● Source data:
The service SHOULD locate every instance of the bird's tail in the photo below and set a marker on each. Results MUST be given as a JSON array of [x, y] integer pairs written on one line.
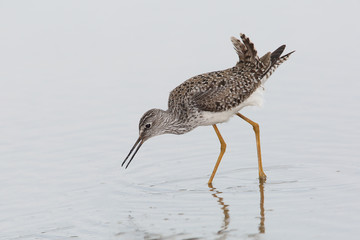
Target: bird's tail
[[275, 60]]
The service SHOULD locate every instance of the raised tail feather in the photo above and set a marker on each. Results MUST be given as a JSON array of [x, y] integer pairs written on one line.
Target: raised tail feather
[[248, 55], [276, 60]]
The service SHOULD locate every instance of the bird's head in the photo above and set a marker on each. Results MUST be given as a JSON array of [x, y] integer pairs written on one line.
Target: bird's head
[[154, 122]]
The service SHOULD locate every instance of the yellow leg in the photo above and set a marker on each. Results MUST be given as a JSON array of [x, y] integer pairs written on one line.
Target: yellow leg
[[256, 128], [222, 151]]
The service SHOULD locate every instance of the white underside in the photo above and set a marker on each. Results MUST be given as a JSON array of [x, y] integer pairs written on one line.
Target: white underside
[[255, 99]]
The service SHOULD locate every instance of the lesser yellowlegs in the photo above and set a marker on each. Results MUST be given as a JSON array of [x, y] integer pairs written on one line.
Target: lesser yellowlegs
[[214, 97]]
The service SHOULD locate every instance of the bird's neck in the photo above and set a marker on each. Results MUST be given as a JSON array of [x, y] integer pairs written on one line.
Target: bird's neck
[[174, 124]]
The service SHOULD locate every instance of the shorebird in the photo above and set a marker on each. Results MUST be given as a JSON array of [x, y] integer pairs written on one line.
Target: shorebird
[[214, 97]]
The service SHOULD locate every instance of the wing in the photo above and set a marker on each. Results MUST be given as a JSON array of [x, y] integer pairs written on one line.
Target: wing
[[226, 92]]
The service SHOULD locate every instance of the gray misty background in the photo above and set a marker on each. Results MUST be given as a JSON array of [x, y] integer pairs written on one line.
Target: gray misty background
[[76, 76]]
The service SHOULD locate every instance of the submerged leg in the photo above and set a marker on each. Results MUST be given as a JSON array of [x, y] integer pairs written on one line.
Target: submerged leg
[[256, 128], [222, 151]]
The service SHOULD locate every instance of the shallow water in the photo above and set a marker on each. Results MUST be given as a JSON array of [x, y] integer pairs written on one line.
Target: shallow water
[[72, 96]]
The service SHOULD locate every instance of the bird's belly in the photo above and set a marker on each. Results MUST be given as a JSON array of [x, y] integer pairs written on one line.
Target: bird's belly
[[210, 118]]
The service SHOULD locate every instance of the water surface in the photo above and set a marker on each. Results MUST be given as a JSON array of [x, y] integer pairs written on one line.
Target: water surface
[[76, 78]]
---
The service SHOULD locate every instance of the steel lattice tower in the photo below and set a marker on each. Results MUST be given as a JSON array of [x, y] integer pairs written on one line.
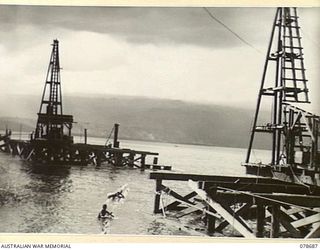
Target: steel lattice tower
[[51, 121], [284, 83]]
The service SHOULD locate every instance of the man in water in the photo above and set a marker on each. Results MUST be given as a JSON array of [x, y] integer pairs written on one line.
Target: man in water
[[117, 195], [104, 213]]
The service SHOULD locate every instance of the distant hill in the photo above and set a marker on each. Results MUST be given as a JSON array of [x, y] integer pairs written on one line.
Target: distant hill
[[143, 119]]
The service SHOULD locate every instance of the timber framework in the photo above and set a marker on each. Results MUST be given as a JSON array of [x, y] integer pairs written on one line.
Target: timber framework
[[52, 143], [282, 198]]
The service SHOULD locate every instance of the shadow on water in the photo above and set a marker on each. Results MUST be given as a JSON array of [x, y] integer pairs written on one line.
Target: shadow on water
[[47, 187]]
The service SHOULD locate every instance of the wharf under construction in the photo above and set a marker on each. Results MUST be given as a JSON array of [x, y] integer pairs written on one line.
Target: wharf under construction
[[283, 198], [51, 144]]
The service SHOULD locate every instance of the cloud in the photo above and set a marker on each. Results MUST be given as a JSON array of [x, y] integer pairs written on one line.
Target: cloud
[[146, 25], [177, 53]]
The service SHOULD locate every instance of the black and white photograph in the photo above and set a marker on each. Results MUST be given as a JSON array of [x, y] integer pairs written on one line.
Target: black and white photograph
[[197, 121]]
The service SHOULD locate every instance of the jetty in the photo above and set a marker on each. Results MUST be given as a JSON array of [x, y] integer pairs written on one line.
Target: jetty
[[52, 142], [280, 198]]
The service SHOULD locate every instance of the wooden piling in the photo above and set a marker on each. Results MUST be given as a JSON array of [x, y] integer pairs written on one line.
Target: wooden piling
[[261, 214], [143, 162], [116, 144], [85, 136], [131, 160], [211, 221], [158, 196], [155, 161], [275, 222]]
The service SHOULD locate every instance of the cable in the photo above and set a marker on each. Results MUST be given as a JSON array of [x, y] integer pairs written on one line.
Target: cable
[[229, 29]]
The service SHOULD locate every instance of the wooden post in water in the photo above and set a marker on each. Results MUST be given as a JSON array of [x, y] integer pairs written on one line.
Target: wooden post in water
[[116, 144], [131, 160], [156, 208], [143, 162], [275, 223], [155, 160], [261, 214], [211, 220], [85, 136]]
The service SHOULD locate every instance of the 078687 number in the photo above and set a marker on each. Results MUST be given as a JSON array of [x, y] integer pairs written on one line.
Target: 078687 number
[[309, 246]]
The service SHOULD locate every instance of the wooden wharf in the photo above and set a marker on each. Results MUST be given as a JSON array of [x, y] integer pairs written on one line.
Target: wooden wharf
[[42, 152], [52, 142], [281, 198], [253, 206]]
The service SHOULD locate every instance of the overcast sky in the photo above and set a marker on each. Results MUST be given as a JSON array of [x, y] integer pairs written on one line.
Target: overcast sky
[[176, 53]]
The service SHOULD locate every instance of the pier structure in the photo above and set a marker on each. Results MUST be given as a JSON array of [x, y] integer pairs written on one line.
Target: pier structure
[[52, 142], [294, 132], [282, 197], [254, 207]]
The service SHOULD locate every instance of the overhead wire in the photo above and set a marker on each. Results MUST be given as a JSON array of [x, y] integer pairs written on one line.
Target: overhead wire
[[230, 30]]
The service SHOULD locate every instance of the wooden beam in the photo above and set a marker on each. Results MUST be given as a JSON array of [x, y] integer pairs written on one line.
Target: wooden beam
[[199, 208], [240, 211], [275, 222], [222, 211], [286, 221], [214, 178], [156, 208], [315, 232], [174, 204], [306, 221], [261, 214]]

● What you should do: State the count of lines in the preceding listing that include the string "below". No other words belong in the answer.

● Solution for this task: 2